Document extract ::

[BEGIN]

Continuing my odyssey of beer
exploration,this week I try to embrace the joys of Christmas…
generic stouty beer pic |
Each year I notice Aldi
gets in special Christmas themed beers, and last year I bought one because it
would count towards my distinct beers challenge. Generally though, I found
the way the beer industry tries to tailor itself to different holidays or
events… a bit annoying. Especially Christmas though. In the same way that the
media seems to think the only music you want to listen to at Christmas are 20
Christmas themed hits from the past and things that involve chimes, jingling
sounds and choirs of children, and restaurants think that you want turkey and
things with cranberry sauce, the alcoholic drinks industry seems to think you
want irish cream (which, frankly, you do), gluhwein
(which, should be banned), port (likewise), eggnog (which, excuse me North America, is minging) and beer that
tastes a bit spicy because that represents the flavour of Christmas pudding.
Look, can we have a
rule here? If you don’t want it at any point during the rest of the year, you
can’t have it at Christmas because, clearly it ain’t so special. Here are a few
examples to illustrate this.
Mince pies. I like
mince pies, but you can only get them at Christmas. Why? I’ll tell you why:
would you buy them at any other time of the year? No, because there’s only so
many you can eat, and you eat both of those at Cristmas. So we don’t need em.
Turkey. Look, turkey’s
just a massive, dry, tasteless chicken. I get that you tend to have more people
to feed at Christmas so you need something bigger, but can I suggest goose
instead?
Christmas pudding.
What is this even for? Let’s pour a shitload
of brandy on to a cake and set it on fire! Howabout, let’s drink the brandy
and get a cake in that peple actually like? And if you like fire: cigars.
Gluhwein. Hot
alcoholic cordial. Are you shitting me?

[END]

Records for processing ::
[BEGIN]

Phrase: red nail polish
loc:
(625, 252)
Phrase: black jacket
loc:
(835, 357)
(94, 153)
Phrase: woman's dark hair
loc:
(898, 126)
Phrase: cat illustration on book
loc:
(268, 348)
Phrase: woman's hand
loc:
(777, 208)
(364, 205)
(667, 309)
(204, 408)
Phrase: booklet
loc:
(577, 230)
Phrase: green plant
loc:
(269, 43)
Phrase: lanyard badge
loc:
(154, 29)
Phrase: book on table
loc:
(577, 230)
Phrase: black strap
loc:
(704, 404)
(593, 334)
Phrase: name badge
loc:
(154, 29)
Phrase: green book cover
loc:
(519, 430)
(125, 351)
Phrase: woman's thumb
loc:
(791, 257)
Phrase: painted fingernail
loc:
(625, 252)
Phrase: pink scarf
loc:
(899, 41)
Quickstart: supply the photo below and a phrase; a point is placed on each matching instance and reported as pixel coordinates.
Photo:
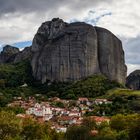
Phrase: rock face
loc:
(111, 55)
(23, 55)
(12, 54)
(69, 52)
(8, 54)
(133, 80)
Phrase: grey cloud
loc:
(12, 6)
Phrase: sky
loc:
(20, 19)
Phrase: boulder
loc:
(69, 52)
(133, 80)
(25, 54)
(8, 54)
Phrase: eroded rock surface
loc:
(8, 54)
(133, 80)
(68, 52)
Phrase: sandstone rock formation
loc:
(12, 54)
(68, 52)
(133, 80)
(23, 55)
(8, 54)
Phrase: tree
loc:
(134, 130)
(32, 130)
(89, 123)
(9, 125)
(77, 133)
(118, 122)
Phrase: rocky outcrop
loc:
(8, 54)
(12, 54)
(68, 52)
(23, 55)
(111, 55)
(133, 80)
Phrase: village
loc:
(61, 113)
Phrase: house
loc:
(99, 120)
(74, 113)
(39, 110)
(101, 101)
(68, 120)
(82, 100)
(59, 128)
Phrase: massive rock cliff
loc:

[END]

Problems to work on ::
(A) Rewrite the records as a numbered list, covering everything from the line containing "Phrase: tree" down to the last line of the records and leaving out blank lines.
(B) Extend the piece on Christmas food and drink beyond its final sentence.

Responses to the tasks ::
(A)
1. Phrase: tree
2. loc:
3. (134, 130)
4. (32, 130)
5. (89, 123)
6. (9, 125)
7. (77, 133)
8. (118, 122)
9. Phrase: rocky outcrop
10. loc:
11. (8, 54)
12. (12, 54)
13. (68, 52)
14. (23, 55)
15. (111, 55)
16. (133, 80)
17. Phrase: village
18. loc:
19. (61, 113)
20. Phrase: house
21. loc:
22. (99, 120)
23. (74, 113)
24. (39, 110)
25. (101, 101)
26. (68, 120)
27. (82, 100)
28. (59, 128)
29. Phrase: massive rock cliff
30. loc:

(B)
Band Aid. I just
don’t know how I feel about this anymore, except I have an instinctive aversion
to it.
Walnuts in shells.
Why do people want to crack their own nuts at Christmas?
Christmas trees.
Taking up space, presenting a fire hazard.
Works dos.
I’ve covered these in an earlier post, and I can’t remember what I said about
them. I might’ve been trying to be positive that day, but it’s more llkely I
was sarcastic and disparaging. So I’m just going to say, if no one wants to go
out with everyone they work with on a
regular basis, it’s inhumane to make them
do it in a shit bar or restaurant where a number of the previously
mentioned examples are likely to be present and a bunch of other works are on dos at the same time.
TV Christmas
specials. I know you can’t show Christmas specials at any other time of the
year, but really: they’re all the same. Maybe if I was a kid, wall to wall
Christmas themed TV would ramp up my excitement even further, but I’m not. I’m
an adult. I don’t need to see popular chat show hosts and comedy characters
dressed as Father Christmas. I don’t need to know anything about elves (unless
it stars the delightful Will Ferrell), angels (unless it’s It’s a Wonderful Life), reindeer, or ghosts of Christmas past,
present or twatting future. You get me?
Which brings me
back… to Christmas themed beer. I would normally avoid these like anything with
Piers Morgan in it (unless it was Piers Morgan being dunked repeatedly in a
bowl of shit), but as I said, the distinct beers challenge (coupled with the
arrival of Christmas) convinced me to just try all the Christmas beers. In the
same way that I decided to read one of Piers Morgan’s books just to confirm how
much of a bellend he is, I decided to try all the Christmas themed beers I
could find to confirm it’s pointless. Let’s see shall we, what they’re like and
whether there are any thematic similarities?
As I got started on
this, it actually turned out that there weren’t actually that many Christmas themed beers, though I did come across a lot of
things that were termed Winter Ales.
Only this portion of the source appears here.